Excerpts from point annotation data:
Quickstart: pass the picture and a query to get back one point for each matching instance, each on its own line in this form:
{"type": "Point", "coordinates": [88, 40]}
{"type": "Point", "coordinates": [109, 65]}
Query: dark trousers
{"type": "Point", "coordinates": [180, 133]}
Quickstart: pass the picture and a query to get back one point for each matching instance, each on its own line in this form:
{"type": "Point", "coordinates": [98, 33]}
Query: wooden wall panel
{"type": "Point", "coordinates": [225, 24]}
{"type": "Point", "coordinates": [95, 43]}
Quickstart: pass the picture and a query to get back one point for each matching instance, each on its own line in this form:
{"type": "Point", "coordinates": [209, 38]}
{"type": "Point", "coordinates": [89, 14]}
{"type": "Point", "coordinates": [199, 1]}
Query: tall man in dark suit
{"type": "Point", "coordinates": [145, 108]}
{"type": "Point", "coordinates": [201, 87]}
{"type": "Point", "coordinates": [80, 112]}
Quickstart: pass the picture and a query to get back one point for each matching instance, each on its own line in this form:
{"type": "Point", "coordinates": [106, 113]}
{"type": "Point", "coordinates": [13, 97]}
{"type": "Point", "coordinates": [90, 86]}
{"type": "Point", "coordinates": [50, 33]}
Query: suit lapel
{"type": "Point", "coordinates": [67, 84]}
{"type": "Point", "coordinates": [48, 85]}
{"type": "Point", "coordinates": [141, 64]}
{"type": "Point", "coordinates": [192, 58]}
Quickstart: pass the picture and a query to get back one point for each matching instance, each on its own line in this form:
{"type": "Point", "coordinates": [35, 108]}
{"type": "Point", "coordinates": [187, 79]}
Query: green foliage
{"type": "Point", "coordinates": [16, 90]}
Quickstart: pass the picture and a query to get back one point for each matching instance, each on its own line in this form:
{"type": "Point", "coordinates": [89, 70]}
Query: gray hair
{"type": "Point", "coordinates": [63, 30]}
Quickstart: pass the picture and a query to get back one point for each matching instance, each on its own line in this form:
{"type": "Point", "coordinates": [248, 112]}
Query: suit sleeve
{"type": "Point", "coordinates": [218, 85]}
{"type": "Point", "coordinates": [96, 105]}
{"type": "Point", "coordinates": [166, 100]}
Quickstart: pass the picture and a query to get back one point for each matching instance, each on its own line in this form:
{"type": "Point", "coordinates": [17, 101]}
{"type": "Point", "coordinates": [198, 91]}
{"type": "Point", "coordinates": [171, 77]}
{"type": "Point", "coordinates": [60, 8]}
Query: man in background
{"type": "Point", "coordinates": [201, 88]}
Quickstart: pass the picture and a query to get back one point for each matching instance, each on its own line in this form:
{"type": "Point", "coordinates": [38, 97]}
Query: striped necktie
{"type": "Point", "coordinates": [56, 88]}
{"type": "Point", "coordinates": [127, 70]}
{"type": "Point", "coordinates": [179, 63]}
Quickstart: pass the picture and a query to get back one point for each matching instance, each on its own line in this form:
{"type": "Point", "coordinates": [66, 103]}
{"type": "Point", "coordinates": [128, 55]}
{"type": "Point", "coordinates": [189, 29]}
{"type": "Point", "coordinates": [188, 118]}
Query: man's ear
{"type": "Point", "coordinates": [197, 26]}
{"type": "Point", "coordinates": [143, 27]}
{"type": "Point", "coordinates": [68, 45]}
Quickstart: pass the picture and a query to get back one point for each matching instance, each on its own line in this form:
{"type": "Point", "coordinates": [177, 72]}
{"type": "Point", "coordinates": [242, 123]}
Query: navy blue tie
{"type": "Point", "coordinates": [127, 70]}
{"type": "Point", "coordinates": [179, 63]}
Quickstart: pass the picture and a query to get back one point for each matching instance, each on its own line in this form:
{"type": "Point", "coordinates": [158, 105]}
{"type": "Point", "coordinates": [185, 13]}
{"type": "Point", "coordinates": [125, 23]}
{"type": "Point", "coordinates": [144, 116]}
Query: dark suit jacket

Written exercise:
Please give back all of the records exactly as written.

Task result:
Quickstart: pass the picture and a query to get back one point for each matching instance, each on its own line in this form:
{"type": "Point", "coordinates": [88, 40]}
{"type": "Point", "coordinates": [109, 65]}
Query: dark trousers
{"type": "Point", "coordinates": [180, 133]}
Quickstart: pass the picture and a query to get back one point for each matching instance, each on its own line in this form:
{"type": "Point", "coordinates": [98, 33]}
Query: wooden wall panel
{"type": "Point", "coordinates": [225, 24]}
{"type": "Point", "coordinates": [95, 43]}
Quickstart: pass the picture and a query to get back one point for each matching instance, each on its own line in this form:
{"type": "Point", "coordinates": [209, 38]}
{"type": "Point", "coordinates": [89, 14]}
{"type": "Point", "coordinates": [199, 1]}
Query: tall man in dark suit
{"type": "Point", "coordinates": [145, 108]}
{"type": "Point", "coordinates": [201, 87]}
{"type": "Point", "coordinates": [80, 112]}
Quickstart: pass the picture and a query to get back one point for each matching instance, each on its own line in this form:
{"type": "Point", "coordinates": [106, 113]}
{"type": "Point", "coordinates": [13, 97]}
{"type": "Point", "coordinates": [90, 86]}
{"type": "Point", "coordinates": [50, 33]}
Query: suit lapel
{"type": "Point", "coordinates": [67, 84]}
{"type": "Point", "coordinates": [48, 85]}
{"type": "Point", "coordinates": [141, 64]}
{"type": "Point", "coordinates": [192, 58]}
Quickstart: pass the picture and a query to get back one point for each matching instance, each on its own line in this form:
{"type": "Point", "coordinates": [35, 108]}
{"type": "Point", "coordinates": [187, 79]}
Query: green foliage
{"type": "Point", "coordinates": [16, 90]}
Quickstart: pass the picture and a query to get back one point for each matching instance, each on its own line in this form:
{"type": "Point", "coordinates": [89, 70]}
Query: gray hair
{"type": "Point", "coordinates": [63, 30]}
Quickstart: pass the picture and a query to get back one point for each matching instance, each on its own line in this form:
{"type": "Point", "coordinates": [248, 112]}
Query: suit sleeve
{"type": "Point", "coordinates": [218, 85]}
{"type": "Point", "coordinates": [96, 105]}
{"type": "Point", "coordinates": [166, 100]}
Quickstart: pass the picture and a query to get back one point for each matching instance, each on its own line in this form:
{"type": "Point", "coordinates": [17, 101]}
{"type": "Point", "coordinates": [198, 91]}
{"type": "Point", "coordinates": [171, 77]}
{"type": "Point", "coordinates": [60, 8]}
Query: man in background
{"type": "Point", "coordinates": [201, 88]}
Quickstart: pass the picture and a query to get back one point for each matching instance, each on its own line in this form:
{"type": "Point", "coordinates": [38, 97]}
Query: striped necktie
{"type": "Point", "coordinates": [56, 88]}
{"type": "Point", "coordinates": [127, 70]}
{"type": "Point", "coordinates": [179, 63]}
Quickstart: pass the picture and a query to get back one point for each matching instance, each on its own line in this form:
{"type": "Point", "coordinates": [66, 103]}
{"type": "Point", "coordinates": [128, 55]}
{"type": "Point", "coordinates": [189, 29]}
{"type": "Point", "coordinates": [188, 118]}
Query: man's ear
{"type": "Point", "coordinates": [197, 26]}
{"type": "Point", "coordinates": [143, 27]}
{"type": "Point", "coordinates": [68, 45]}
Quickstart: pass the picture and a query to get back one point for each matching instance, each on its own line in this form:
{"type": "Point", "coordinates": [177, 72]}
{"type": "Point", "coordinates": [242, 123]}
Query: navy blue tie
{"type": "Point", "coordinates": [127, 70]}
{"type": "Point", "coordinates": [179, 63]}
Quickstart: pass the picture and a query to get back one point for each matching instance, each on its own line in this form:
{"type": "Point", "coordinates": [158, 105]}
{"type": "Point", "coordinates": [185, 13]}
{"type": "Point", "coordinates": [125, 23]}
{"type": "Point", "coordinates": [144, 116]}
Query: dark suit jacket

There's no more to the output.